Dataset excerpts:

- - - - -

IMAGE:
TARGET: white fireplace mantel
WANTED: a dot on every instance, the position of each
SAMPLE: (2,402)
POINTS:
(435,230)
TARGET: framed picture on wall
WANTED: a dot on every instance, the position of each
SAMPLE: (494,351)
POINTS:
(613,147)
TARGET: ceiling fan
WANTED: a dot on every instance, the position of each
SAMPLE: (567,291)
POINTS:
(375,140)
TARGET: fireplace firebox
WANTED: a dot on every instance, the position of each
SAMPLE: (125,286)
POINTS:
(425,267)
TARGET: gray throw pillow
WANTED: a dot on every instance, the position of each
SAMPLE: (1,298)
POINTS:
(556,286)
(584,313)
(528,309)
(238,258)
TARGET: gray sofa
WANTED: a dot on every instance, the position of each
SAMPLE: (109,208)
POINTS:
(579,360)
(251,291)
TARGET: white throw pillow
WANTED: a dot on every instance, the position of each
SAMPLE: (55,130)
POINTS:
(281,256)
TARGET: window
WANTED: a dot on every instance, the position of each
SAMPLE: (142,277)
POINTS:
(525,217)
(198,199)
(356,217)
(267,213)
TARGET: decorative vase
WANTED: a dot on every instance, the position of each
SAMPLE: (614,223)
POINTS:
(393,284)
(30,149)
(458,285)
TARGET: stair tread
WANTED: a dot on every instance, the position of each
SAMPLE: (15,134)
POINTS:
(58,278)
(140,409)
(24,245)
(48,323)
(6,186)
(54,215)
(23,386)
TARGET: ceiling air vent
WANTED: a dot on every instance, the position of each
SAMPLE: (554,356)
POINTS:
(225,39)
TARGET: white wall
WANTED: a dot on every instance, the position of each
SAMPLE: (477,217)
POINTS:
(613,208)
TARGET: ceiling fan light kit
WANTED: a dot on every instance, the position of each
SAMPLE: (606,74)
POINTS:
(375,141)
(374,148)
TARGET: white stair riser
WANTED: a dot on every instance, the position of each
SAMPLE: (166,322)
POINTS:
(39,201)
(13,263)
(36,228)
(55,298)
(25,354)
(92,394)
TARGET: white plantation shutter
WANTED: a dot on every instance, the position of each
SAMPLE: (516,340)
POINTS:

- - - - -

Directions:
Gather each line in these records that contains the string "wall".

Exercise solution:
TARGET: framed picture on wall
TARGET: white wall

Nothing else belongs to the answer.